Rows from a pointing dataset
[start]
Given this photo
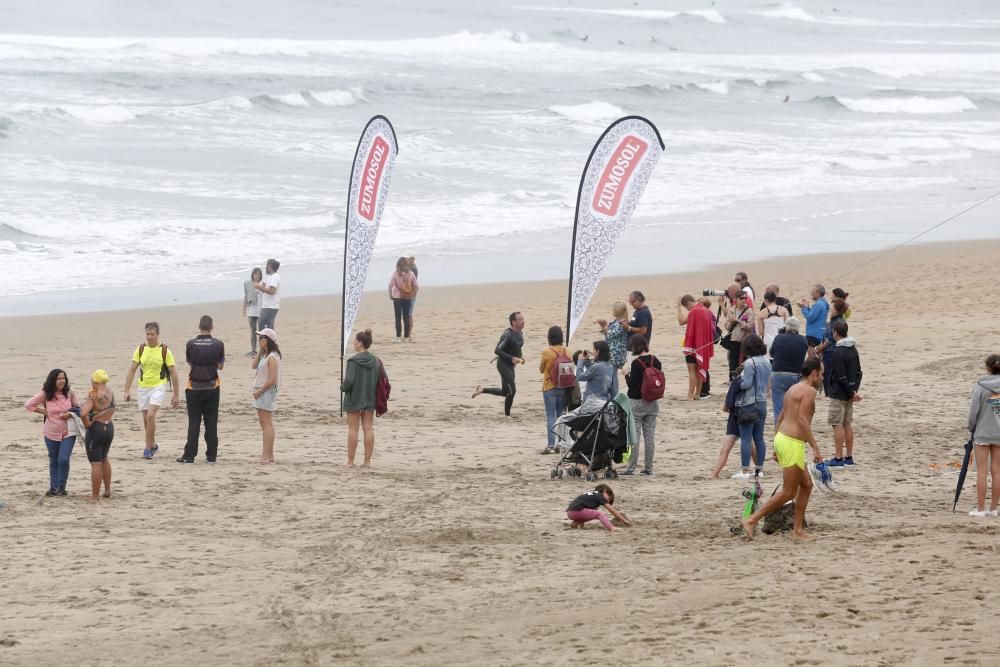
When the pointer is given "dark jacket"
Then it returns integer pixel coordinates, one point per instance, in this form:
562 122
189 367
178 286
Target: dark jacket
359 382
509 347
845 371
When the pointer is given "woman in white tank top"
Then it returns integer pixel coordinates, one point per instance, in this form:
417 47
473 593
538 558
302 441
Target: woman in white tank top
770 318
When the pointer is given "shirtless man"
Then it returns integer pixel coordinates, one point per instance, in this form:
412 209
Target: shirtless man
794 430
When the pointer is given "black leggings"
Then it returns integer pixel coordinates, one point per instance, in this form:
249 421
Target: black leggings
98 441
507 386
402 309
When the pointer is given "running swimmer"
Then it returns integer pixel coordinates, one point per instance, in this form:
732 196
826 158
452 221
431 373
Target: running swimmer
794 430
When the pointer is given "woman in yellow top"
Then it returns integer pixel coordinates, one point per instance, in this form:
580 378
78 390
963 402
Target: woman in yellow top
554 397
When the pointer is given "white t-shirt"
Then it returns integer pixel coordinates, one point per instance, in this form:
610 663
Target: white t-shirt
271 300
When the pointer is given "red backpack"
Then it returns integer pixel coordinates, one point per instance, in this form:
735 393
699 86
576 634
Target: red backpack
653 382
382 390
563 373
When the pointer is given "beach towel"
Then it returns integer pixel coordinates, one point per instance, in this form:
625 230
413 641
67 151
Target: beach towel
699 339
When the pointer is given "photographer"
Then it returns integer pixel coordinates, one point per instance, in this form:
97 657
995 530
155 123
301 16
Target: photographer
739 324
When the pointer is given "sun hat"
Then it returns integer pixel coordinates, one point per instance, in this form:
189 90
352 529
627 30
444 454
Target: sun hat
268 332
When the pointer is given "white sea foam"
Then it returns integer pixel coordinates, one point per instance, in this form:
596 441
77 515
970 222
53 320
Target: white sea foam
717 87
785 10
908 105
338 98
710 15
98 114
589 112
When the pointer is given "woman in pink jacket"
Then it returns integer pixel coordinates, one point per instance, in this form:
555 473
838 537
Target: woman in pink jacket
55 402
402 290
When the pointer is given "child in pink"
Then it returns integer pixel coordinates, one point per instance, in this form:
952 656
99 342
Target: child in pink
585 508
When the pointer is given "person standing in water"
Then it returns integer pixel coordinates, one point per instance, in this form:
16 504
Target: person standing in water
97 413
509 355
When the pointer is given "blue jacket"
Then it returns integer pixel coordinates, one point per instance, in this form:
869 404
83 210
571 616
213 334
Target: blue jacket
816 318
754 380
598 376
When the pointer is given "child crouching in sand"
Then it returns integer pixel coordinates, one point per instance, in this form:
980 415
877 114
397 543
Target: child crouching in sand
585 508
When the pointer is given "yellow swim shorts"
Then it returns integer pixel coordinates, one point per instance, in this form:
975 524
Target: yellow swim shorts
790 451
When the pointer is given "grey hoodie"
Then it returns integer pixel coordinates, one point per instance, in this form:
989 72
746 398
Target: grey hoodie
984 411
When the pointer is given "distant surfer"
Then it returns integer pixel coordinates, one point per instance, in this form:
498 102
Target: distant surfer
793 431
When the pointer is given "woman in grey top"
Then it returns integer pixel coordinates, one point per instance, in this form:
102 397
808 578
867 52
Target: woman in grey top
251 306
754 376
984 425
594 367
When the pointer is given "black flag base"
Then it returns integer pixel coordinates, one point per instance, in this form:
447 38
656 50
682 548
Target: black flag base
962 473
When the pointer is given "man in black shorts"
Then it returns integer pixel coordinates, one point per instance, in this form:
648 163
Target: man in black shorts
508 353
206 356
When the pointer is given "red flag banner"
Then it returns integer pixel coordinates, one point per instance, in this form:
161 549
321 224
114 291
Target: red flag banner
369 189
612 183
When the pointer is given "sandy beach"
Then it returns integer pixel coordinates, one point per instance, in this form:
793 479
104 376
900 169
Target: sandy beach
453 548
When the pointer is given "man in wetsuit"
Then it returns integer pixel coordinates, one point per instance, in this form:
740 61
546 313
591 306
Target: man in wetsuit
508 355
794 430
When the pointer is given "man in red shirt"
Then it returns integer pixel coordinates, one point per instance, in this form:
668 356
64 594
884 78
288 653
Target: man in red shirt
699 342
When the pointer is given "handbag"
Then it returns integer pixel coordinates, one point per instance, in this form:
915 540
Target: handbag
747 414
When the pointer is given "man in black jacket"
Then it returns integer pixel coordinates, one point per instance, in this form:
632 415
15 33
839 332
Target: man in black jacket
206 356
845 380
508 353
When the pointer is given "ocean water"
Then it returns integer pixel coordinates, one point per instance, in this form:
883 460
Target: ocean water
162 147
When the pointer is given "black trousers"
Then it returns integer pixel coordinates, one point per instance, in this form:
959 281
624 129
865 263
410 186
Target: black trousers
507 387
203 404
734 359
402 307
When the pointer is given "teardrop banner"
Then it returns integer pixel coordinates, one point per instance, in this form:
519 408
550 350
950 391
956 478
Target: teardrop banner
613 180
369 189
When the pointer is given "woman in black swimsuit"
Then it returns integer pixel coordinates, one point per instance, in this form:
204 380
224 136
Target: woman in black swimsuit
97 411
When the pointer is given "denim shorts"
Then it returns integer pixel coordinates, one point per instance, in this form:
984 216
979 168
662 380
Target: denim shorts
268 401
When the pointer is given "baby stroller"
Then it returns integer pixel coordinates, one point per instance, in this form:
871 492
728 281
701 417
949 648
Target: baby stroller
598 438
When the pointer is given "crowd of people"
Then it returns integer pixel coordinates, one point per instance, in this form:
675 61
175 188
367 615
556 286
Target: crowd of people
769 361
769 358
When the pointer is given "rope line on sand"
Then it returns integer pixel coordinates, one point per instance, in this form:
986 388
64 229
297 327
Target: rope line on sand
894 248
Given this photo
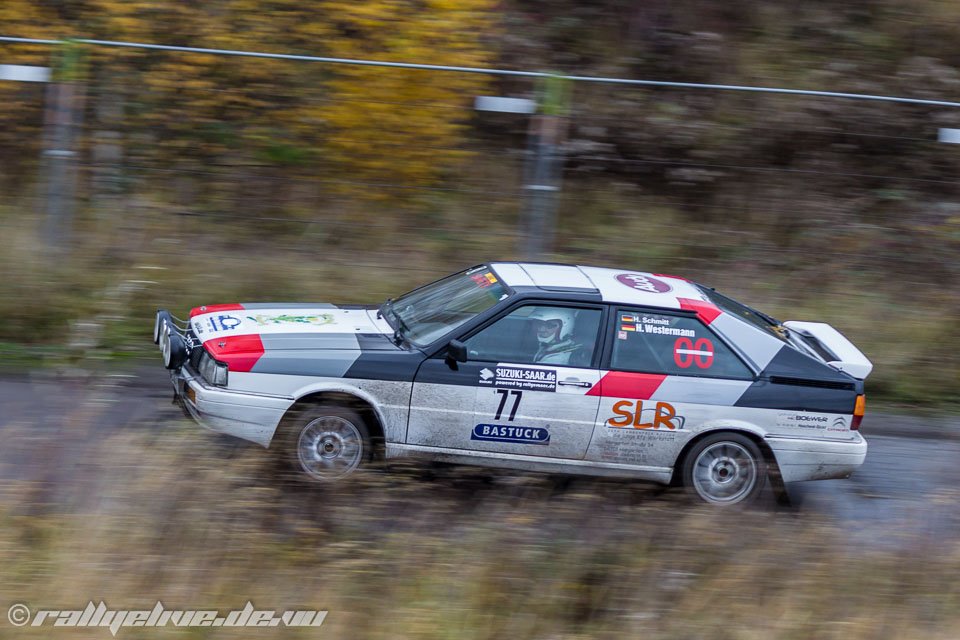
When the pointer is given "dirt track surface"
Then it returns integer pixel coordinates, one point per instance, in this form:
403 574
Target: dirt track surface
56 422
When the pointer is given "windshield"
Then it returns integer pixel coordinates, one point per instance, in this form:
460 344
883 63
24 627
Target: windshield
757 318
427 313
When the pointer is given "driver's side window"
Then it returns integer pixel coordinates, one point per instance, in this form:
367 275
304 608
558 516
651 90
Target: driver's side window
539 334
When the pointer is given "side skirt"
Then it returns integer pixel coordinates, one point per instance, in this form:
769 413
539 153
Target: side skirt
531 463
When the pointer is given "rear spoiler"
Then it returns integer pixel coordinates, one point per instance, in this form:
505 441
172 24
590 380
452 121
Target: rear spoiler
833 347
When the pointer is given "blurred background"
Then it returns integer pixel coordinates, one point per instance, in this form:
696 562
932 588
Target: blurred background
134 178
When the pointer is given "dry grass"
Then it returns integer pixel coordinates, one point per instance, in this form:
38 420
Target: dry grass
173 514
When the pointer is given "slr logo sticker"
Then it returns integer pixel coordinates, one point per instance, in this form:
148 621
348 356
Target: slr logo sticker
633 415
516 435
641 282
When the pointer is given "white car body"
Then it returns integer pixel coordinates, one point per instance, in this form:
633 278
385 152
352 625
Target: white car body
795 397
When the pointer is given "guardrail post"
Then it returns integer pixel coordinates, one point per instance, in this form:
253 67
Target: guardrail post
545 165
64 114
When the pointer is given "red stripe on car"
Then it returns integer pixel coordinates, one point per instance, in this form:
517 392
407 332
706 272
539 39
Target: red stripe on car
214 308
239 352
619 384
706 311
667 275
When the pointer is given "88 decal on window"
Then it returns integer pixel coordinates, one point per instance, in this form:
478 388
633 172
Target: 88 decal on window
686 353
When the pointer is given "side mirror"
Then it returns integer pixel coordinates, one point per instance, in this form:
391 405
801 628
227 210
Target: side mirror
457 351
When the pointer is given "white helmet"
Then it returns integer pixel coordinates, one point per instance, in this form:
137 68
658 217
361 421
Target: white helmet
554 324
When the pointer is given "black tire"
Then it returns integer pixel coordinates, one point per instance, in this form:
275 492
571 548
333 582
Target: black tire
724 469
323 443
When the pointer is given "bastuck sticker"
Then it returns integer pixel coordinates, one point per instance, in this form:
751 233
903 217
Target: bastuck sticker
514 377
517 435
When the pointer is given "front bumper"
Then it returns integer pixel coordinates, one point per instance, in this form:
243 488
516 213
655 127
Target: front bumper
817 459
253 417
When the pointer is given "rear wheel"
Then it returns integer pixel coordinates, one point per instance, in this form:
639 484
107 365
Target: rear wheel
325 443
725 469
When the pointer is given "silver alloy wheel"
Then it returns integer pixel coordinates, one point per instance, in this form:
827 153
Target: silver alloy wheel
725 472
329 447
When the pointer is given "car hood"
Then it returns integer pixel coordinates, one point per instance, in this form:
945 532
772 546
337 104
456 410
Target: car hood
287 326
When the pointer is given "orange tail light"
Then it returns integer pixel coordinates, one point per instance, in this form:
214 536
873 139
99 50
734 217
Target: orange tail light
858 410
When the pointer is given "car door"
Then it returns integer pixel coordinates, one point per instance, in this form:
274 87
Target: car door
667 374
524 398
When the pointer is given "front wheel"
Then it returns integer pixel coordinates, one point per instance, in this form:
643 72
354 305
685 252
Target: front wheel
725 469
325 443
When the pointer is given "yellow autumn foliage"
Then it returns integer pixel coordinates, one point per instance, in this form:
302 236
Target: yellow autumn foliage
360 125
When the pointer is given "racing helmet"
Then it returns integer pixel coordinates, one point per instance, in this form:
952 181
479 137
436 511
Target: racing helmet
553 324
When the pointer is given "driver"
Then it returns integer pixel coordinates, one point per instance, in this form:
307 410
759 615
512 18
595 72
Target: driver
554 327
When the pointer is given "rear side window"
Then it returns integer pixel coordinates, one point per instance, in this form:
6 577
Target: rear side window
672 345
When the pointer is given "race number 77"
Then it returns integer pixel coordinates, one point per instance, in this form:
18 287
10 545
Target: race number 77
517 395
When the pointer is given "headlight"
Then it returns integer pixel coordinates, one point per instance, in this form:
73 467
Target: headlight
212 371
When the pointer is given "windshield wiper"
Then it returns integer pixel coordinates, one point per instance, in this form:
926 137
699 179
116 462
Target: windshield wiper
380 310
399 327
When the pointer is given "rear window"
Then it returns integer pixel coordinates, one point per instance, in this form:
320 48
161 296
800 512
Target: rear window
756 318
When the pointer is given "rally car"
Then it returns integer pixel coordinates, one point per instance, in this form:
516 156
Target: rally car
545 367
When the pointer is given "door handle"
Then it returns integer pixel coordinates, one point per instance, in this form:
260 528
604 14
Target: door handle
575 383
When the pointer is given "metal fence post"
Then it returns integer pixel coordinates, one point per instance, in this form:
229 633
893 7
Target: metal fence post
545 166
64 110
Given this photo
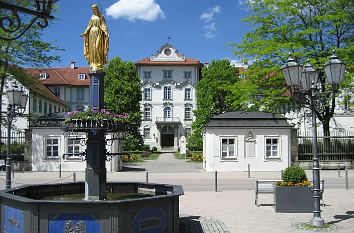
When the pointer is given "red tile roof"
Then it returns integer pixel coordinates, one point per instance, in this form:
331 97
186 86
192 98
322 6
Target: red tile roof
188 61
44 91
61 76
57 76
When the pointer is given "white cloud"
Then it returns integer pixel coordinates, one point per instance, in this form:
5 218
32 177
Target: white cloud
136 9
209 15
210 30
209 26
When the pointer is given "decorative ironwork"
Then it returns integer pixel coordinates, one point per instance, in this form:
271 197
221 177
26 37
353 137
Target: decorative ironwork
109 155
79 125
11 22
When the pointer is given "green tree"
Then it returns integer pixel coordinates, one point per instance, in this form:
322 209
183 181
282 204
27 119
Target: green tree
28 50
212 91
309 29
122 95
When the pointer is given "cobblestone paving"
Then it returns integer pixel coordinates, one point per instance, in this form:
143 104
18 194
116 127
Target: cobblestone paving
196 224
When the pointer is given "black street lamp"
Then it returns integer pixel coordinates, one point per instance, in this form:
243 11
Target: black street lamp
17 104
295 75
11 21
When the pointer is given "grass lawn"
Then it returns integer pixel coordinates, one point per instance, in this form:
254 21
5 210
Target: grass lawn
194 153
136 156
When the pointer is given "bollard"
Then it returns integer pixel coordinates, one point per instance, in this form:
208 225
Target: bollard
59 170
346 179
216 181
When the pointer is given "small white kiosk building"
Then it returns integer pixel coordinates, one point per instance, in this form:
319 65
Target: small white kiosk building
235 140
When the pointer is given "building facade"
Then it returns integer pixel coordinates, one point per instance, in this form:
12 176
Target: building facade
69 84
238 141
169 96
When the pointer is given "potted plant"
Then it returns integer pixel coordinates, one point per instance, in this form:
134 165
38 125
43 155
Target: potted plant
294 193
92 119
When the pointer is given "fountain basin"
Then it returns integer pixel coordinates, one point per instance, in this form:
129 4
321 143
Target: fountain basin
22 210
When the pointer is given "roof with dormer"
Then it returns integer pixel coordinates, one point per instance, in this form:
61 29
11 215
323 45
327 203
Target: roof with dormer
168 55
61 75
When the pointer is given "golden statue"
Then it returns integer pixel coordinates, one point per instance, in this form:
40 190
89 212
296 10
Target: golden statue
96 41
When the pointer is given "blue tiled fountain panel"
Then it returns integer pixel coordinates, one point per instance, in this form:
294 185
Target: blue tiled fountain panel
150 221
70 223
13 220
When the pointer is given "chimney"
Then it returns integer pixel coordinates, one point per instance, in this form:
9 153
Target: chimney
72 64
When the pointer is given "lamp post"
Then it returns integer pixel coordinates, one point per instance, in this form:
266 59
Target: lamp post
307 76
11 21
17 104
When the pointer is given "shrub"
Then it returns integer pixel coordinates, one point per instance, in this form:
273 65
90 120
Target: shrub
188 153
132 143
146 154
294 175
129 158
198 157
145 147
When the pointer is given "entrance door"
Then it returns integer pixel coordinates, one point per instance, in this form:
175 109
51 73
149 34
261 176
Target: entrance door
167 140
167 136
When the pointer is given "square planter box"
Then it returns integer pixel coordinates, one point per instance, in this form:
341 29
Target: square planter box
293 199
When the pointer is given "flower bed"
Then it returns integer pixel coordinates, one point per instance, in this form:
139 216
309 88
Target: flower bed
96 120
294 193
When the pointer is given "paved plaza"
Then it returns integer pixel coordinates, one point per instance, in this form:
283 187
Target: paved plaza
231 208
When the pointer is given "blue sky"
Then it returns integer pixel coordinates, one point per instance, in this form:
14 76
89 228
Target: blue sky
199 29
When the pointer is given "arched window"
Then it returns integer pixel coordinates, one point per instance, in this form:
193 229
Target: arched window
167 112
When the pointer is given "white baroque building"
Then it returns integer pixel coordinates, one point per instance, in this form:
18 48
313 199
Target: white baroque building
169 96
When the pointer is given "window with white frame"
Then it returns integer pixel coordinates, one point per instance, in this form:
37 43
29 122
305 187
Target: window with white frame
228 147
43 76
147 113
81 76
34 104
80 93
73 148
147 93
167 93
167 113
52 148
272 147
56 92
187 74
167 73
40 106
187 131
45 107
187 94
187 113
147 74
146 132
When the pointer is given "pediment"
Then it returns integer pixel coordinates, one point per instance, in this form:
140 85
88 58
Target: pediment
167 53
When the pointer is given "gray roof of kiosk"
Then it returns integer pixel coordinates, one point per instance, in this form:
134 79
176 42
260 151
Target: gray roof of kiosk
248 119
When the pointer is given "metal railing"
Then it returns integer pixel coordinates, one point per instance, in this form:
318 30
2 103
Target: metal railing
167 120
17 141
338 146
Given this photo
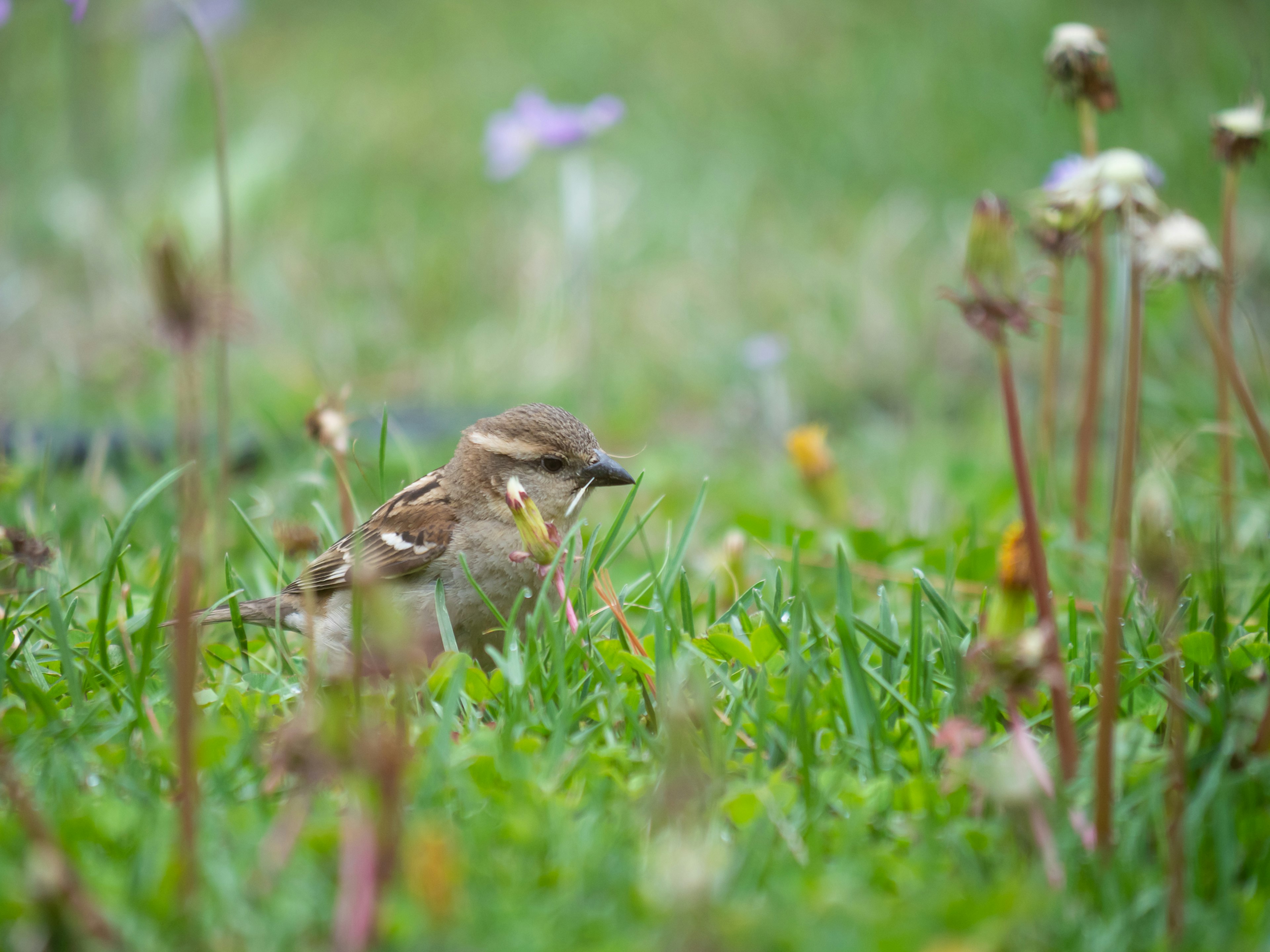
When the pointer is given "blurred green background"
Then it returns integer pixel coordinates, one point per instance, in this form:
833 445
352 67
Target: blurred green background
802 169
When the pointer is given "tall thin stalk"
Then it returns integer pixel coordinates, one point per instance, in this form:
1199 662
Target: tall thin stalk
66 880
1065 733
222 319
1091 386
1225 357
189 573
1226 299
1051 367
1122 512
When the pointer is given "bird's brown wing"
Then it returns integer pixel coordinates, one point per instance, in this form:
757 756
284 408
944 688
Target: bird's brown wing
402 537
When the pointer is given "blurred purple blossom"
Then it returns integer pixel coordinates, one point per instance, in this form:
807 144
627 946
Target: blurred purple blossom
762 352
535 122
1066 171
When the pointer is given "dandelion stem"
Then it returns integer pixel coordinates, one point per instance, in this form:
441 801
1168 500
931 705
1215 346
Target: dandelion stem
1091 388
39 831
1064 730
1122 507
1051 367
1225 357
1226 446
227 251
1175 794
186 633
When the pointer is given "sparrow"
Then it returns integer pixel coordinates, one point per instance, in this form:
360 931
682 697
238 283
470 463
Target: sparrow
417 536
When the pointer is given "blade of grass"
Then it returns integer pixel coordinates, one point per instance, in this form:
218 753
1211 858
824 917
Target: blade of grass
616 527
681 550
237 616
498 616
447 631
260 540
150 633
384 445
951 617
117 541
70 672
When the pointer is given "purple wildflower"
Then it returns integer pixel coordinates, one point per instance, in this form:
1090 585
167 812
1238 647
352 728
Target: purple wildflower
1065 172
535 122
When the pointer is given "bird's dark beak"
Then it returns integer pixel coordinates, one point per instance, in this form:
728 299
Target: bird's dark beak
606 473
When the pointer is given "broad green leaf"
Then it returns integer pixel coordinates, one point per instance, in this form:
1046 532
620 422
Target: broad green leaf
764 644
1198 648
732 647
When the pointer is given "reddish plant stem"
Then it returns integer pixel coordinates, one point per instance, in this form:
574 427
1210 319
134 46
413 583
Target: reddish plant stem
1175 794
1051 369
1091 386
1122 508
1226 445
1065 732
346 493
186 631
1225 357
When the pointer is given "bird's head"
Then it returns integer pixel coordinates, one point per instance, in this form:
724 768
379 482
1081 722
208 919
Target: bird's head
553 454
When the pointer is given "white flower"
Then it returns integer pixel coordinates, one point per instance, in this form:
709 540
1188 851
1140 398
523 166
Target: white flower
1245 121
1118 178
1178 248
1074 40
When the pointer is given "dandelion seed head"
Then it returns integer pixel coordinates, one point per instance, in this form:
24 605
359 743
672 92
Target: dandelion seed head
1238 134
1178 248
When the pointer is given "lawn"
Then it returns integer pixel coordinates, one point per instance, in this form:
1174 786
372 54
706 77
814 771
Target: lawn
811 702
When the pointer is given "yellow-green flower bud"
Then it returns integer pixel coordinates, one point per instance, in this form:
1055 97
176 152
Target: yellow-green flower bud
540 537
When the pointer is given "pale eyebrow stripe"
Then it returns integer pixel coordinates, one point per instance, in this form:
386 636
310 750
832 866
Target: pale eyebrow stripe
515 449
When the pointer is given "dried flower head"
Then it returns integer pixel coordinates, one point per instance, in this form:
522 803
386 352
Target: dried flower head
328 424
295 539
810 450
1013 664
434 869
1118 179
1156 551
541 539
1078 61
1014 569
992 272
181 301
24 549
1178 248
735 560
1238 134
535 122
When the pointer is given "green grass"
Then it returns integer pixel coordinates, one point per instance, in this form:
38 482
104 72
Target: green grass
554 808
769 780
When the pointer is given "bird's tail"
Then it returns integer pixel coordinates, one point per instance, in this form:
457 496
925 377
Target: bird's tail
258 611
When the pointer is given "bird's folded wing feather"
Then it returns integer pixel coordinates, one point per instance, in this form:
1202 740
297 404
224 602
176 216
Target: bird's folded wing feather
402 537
[end]
Description of the task
Report each line of the data above that contains the string "mirror", and treat uppercase and lowercase letters as different.

Expected answer
When the pointer is given "side mirror"
Target: side mirror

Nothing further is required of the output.